▶ **Problem to solve**:
Please report, as a bare number, how many lines below include the string "truck".
=== Extracted data ===
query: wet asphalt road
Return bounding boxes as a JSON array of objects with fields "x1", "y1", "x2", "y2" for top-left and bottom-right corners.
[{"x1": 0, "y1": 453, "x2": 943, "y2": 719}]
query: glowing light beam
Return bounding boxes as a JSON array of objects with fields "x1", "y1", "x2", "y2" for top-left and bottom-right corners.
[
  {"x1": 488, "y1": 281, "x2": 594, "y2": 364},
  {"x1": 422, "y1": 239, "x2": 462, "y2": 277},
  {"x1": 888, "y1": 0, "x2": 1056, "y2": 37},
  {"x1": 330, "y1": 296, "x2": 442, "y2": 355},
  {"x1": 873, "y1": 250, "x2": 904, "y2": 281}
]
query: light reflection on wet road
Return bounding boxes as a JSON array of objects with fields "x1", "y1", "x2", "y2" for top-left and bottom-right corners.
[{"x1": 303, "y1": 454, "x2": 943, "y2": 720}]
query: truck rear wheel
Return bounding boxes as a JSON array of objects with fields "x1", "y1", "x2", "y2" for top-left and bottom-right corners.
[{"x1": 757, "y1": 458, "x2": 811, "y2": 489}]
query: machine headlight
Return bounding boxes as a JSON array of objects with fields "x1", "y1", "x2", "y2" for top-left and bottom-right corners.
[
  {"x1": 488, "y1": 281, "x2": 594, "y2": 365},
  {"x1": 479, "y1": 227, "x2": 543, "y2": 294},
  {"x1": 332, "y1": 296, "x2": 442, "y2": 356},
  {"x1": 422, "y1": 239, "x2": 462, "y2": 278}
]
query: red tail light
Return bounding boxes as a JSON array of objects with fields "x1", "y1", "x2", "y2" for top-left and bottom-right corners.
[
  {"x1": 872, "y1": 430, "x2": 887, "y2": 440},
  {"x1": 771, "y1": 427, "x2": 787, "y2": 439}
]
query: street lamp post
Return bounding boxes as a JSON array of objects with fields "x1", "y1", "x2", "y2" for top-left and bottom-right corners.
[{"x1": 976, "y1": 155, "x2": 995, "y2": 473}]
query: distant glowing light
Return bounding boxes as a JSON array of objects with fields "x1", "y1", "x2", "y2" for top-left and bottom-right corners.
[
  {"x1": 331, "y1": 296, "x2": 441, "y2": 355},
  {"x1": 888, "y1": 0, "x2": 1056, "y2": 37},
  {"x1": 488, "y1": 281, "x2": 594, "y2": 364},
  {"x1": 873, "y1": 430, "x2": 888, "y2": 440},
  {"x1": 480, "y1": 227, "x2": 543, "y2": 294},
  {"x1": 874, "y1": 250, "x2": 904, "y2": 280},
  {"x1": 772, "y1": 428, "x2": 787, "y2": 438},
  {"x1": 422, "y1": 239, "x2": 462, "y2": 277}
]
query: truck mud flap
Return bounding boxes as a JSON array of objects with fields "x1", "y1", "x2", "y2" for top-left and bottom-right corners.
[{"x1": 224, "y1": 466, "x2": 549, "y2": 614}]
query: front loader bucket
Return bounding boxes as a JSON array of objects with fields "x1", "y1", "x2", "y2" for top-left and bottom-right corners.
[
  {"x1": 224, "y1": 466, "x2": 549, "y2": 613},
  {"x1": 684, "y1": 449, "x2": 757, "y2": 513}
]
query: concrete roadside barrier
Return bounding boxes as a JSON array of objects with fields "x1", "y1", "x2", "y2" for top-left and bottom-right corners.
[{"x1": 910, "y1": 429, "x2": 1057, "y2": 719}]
===
▶ **Answer to this exercise**:
2